__WORK INSTRUCTION 1__
From the Little Colonel passage, extract everything from "The final scene" down to "her Fox films.".
__WORK INSTRUCTION 2__
According to the Little Colonel passage, who first proposed the idea of the staircase dance?
__WORK INSTRUCTION 3__
Decide whether each statement agrees with the Little Colonel passage: (a) The final scene of the film was shot in black and white. (b) Robinson's contract could be voided if he failed the dramatic test. (c) Temple apologized directly to Barrymore.

__SUPPLIED PASSAGE__
┏━━

The Little Colonel is best known for the famous staircase tap dance between Robinson and Temple. It was the first interracial dance pairing in a Hollywood film, and was so controversial that the scene was removed from prints screened in the Southern United States. The idea was actually first proposed by Fox head Winfield Sheehan after a discussion with D. W. Griffith. Sheehan set his sights on Robinson, but, unsure of his ability as an actor, arranged for a contract that would be voided if Robinson failed the dramatic test. Robinson passed the test, and was brought in to star with Temple and teach her tap dancing. They quickly hit it off, as Temple recounted years later:

Robinson walked a step ahead of us, but when he noticed me hurrying to catch up, he shortened his stride to accommodate mine. I kept reaching up for his hand, but he hadn't looked down and seemed unaware. Fannie called his attention to what I was doing, so he stopped short, bent low over me, his eyes wide and rows of brilliant teeth showing in a wide smile. When he took my hand in his, it felt large and cool. For a few moments, we continued walking in silence. "Can I call you Uncle Billy?" I asked. "Why sure you can," he replied... "But then I get to call you darlin′." It was a deal. From then on, whenever we walked together it was hand in hand, and I was always his "darlin′."

During filming, Temple drew the ire of veteran actor Lionel Barrymore when she prompted him for one of his lines after he forgot it, causing him to storm off in a fit of anger. Temple was sent off to apologize to Barrymore, but, instead of directly apologizing, told him she thought he was the best actor in the world and asked for his autograph, defusing the situation and bringing Barrymore back to the set.

The final scene of the film is in Technicolor. The color process available at the time required actors to wear heavy red-hued makeup, so the scene is the only time Temple wore makeup on the set of her Fox films.

┗━━

(Saved entries)

┏━━

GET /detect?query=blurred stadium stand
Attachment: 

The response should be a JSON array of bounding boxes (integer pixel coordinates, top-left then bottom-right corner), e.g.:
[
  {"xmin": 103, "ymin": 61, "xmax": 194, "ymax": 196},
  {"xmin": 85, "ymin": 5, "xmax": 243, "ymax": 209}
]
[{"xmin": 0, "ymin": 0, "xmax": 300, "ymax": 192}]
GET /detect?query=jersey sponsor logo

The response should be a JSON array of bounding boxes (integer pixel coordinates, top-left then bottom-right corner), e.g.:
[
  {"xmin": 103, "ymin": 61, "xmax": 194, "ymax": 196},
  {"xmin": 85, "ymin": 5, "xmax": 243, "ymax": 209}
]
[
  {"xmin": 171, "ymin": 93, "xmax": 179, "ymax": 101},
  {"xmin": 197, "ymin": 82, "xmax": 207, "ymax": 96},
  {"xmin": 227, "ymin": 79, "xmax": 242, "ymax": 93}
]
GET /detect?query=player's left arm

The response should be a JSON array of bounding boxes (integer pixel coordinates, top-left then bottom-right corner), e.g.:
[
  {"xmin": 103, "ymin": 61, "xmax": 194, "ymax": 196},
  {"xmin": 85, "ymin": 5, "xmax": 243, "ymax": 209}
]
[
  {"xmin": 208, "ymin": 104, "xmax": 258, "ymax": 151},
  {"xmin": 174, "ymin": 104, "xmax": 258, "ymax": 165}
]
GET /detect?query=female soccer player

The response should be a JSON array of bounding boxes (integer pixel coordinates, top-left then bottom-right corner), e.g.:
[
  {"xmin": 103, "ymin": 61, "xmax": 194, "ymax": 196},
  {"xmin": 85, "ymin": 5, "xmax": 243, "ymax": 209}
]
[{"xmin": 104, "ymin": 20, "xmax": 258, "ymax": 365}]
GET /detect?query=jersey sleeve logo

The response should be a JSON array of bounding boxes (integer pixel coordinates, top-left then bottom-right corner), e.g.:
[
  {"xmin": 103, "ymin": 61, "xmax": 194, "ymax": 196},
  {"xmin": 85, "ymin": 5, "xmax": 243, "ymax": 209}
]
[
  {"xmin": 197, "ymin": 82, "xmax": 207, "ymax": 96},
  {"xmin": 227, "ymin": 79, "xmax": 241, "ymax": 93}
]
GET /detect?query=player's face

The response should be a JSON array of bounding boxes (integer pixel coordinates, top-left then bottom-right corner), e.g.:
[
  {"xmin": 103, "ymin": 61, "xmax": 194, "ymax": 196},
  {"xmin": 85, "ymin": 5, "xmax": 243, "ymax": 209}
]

┗━━

__RESPONSE AREA 1__
The final scene of the film is in Technicolor. The color process available at the time required actors to wear heavy red-hued makeup, so the scene is the only time Temple wore makeup on the set of her Fox films.

__RESPONSE AREA 2__
Fox head Winfield Sheehan first proposed it, after a discussion with D. W. Griffith.

__RESPONSE AREA 3__
(a) No: "The final scene of the film is in Technicolor."
(b) Yes: "arranged for a contract that would be voided if Robinson failed the dramatic test"
(c) No: "instead of directly apologizing, told him she thought he was the best actor in the world and asked for his autograph"